* **Supplied data**
----

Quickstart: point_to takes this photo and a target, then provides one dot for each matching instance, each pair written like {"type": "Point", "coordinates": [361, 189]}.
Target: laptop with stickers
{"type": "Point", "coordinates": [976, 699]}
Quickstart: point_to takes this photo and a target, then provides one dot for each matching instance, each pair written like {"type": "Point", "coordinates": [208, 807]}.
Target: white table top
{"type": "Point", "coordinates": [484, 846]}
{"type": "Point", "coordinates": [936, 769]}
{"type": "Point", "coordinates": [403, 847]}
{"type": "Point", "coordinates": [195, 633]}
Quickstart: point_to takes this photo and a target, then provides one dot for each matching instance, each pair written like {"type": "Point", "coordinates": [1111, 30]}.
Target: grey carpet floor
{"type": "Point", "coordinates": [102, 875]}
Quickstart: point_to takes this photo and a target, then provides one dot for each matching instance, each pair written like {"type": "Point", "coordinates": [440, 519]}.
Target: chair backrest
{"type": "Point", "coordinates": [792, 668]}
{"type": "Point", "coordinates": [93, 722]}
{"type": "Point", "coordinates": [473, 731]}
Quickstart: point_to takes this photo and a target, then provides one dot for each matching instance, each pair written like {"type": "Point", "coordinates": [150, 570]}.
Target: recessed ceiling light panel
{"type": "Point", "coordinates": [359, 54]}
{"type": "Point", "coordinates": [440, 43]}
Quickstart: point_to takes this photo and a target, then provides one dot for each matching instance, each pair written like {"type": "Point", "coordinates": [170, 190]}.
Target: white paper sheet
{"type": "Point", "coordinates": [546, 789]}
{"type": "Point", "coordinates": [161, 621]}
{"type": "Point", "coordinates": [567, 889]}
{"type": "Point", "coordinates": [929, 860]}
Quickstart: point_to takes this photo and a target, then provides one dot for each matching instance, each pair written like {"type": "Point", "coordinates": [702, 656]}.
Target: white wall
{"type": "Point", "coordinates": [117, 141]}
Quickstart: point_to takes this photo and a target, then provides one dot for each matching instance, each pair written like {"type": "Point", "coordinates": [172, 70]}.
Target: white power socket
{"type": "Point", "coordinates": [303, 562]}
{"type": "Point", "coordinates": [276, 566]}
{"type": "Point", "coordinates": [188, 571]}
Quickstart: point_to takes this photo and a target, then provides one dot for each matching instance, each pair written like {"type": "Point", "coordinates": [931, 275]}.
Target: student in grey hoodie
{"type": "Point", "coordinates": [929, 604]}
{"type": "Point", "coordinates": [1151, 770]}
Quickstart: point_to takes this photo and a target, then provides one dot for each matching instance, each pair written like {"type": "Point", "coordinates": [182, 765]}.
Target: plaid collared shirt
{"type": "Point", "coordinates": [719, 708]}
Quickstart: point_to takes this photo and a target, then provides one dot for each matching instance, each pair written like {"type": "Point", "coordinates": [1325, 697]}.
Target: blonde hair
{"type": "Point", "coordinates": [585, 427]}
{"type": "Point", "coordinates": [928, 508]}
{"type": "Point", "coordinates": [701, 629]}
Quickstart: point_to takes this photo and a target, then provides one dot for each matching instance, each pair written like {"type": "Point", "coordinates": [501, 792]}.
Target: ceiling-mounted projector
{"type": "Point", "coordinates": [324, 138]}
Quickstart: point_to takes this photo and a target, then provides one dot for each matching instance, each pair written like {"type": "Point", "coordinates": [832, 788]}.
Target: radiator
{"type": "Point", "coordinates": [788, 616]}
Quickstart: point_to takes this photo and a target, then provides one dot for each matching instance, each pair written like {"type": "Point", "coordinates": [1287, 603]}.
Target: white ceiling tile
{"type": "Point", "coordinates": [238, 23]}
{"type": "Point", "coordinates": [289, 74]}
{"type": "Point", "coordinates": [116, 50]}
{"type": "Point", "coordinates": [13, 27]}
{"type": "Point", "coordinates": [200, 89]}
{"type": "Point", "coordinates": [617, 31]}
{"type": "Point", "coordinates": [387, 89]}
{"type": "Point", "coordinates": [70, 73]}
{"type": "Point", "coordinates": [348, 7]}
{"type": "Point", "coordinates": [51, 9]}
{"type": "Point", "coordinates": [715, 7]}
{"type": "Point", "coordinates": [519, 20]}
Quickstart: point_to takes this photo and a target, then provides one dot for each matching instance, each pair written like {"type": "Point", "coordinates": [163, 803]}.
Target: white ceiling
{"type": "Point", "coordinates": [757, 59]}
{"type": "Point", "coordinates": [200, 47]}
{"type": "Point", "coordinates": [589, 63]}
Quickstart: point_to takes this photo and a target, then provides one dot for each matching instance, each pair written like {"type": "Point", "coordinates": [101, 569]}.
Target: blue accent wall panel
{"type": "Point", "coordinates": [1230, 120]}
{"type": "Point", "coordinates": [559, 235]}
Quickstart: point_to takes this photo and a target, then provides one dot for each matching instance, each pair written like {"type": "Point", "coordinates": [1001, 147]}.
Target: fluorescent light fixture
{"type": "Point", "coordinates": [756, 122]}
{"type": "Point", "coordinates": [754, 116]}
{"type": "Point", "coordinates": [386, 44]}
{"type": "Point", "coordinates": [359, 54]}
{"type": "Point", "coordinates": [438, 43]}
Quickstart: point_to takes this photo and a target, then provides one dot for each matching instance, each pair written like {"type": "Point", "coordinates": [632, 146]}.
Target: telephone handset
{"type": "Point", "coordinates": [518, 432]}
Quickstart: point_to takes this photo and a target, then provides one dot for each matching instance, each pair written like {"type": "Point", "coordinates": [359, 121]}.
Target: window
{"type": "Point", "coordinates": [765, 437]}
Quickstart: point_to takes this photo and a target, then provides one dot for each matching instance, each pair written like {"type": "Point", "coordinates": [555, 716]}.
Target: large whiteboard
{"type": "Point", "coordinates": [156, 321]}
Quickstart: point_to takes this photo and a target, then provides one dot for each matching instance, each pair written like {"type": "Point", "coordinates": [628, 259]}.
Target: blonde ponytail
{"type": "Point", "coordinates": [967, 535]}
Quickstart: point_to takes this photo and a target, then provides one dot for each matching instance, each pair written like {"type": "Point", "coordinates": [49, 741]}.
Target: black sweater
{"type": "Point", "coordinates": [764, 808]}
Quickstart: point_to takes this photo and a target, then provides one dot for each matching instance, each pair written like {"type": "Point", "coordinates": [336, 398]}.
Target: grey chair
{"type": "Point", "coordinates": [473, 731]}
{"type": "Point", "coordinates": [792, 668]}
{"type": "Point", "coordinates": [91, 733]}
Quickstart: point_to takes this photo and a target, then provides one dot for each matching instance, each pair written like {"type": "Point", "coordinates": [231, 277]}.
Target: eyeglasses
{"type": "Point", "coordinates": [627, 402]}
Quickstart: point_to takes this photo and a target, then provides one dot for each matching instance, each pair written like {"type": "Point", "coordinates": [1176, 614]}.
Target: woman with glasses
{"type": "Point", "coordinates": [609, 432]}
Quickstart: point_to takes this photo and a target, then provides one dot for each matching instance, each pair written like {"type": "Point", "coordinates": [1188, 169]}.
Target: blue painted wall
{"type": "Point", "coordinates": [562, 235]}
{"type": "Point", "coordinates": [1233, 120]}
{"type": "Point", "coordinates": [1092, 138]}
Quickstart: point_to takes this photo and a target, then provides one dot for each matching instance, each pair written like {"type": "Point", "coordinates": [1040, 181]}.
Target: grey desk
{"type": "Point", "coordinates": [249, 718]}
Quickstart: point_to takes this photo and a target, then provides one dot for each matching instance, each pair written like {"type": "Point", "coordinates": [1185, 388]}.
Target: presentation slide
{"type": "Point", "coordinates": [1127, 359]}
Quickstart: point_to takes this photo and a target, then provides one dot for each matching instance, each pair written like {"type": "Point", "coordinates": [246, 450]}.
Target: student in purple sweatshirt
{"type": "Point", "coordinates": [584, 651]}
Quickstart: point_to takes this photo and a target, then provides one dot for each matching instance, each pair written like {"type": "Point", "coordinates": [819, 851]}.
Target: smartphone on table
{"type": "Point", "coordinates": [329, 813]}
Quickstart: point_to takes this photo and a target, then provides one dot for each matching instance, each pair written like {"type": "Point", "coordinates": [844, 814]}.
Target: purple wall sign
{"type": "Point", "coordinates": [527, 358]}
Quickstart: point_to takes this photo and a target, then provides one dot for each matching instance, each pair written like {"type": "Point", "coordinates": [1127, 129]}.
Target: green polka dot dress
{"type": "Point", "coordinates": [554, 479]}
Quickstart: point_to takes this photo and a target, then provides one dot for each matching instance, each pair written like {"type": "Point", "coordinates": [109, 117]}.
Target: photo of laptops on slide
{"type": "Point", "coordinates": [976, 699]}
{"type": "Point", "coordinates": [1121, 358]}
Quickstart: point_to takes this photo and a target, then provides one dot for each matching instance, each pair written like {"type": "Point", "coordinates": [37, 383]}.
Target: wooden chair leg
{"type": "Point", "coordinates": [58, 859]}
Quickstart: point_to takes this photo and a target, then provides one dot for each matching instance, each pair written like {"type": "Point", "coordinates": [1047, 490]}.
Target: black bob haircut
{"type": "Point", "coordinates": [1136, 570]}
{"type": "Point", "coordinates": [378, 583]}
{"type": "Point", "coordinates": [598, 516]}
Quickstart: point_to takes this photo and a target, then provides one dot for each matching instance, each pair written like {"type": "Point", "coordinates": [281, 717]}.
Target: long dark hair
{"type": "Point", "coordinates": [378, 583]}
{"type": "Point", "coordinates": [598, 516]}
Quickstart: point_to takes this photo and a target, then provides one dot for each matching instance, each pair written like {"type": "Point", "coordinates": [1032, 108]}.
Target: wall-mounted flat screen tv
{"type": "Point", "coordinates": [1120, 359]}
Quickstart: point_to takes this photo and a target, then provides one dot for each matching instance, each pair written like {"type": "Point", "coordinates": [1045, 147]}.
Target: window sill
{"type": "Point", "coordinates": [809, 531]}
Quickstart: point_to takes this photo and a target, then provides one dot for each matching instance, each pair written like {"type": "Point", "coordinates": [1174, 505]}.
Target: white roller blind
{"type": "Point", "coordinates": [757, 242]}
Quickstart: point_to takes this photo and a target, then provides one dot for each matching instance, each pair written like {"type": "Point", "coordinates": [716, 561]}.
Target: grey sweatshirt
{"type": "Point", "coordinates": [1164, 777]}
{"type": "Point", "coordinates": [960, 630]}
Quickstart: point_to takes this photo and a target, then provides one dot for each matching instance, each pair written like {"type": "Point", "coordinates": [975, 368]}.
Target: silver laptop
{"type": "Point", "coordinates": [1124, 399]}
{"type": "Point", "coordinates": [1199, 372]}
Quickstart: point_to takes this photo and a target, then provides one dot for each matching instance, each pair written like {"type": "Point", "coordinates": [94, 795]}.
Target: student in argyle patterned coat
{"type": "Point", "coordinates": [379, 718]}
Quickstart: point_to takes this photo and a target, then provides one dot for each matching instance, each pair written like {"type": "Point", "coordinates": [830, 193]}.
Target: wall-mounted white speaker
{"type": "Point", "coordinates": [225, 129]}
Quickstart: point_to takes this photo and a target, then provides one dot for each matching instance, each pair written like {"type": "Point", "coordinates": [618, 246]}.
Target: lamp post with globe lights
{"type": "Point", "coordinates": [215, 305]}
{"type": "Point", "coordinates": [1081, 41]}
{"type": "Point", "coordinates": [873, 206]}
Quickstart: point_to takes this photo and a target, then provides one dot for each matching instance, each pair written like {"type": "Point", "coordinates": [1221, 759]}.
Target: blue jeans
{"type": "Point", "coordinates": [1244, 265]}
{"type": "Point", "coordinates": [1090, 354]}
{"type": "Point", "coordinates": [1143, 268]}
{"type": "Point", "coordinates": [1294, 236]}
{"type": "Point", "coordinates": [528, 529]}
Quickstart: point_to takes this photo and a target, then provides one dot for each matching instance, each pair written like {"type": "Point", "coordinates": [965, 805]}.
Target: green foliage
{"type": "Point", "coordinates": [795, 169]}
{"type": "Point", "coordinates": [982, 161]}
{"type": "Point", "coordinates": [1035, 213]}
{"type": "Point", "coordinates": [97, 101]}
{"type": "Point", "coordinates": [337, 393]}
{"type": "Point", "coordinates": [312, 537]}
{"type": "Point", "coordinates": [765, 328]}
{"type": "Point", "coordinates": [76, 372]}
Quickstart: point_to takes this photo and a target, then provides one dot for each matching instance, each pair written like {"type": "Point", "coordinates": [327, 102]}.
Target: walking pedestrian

----

* **Work to complete**
Locate each line in the entries above that contains the word "panel" and copy it. The match is case-sensitive.

* **Exercise output**
Target: recessed ceiling light panel
Target: blue accent wall panel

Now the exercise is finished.